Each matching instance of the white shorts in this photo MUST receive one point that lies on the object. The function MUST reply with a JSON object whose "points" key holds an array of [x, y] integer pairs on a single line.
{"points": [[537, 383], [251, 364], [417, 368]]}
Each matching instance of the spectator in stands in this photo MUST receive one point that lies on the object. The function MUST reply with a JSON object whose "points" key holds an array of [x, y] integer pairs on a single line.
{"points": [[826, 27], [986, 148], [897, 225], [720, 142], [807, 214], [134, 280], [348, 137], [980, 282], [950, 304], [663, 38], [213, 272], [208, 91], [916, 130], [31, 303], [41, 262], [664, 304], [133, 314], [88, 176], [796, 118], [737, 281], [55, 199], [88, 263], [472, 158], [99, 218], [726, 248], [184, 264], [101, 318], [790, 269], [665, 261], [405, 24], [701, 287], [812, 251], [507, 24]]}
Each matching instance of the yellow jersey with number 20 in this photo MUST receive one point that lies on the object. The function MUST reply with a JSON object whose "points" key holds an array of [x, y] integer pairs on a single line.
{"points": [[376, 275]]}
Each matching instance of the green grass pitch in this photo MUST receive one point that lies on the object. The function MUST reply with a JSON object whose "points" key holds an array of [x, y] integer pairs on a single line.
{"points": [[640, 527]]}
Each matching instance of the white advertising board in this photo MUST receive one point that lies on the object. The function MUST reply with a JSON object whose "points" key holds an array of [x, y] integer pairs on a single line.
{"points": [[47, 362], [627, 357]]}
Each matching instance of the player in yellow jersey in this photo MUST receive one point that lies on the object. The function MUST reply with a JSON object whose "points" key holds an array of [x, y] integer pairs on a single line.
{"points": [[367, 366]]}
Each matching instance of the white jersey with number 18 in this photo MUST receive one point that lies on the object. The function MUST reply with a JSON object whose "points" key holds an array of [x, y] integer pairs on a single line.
━━━
### Your instructions
Can you write out all the items above again with "function" renamed to "tool" everywhere it appears, changing nothing else?

### Exercise output
Each matching instance of the white shorts in this photo MUST receive one point that lies on the object. The tool MUST reply with a JSON object whose "points" key holds an array of [x, y] integer pairs on a single line.
{"points": [[537, 383], [251, 364], [417, 368]]}
Each matching instance of the spectator in stands in this photo MUST receive one point that lies on the object. The tool MUST reply with a JSON object whose "points" key holds an array of [x, y] integer pairs on a single line.
{"points": [[826, 27], [986, 148], [897, 225], [720, 142], [807, 214], [134, 280], [348, 137], [980, 282], [950, 304], [663, 38], [213, 272], [208, 91], [916, 130], [31, 303], [41, 262], [664, 304], [133, 314], [88, 176], [796, 118], [737, 281], [55, 199], [88, 263], [472, 158], [99, 218], [726, 248], [184, 264], [101, 318], [790, 269], [665, 261], [405, 24], [701, 287], [812, 251], [507, 24]]}
Each matching instance of the yellow jersey with number 20 in this photo MUST receive one point that lies on the object. The tool MUST reply with a JSON object whose "points" key holds an array of [x, y] integer pairs on a single line.
{"points": [[376, 275]]}
Each matching instance of the green grass pitch in this photo MUST receive one point that lies on the object. The tool MUST reply with a JSON object whose "points" key holds an array of [x, y] integer pairs on a single line.
{"points": [[640, 527]]}
Each matching instance of the white advertising board in this photo MUST receive one point that lies on the object. The tool MUST reply with a JSON object whose "points" key holds an array of [x, y] integer pairs on a single line.
{"points": [[47, 362], [627, 357]]}
Each matching instance of the player in yellow jersey in this photo MUST receive one point that lies on the object. The tool MUST reply with a JSON object whose "points" key holds an array of [x, y] integer pairs on a single line.
{"points": [[367, 366]]}
Each matching instance of the white jersey with number 18 in this photo MUST receive one point that lies on the object. The tool MUST reply with a JSON object whose "points" key holds an array of [x, y] integer pairs on a single line.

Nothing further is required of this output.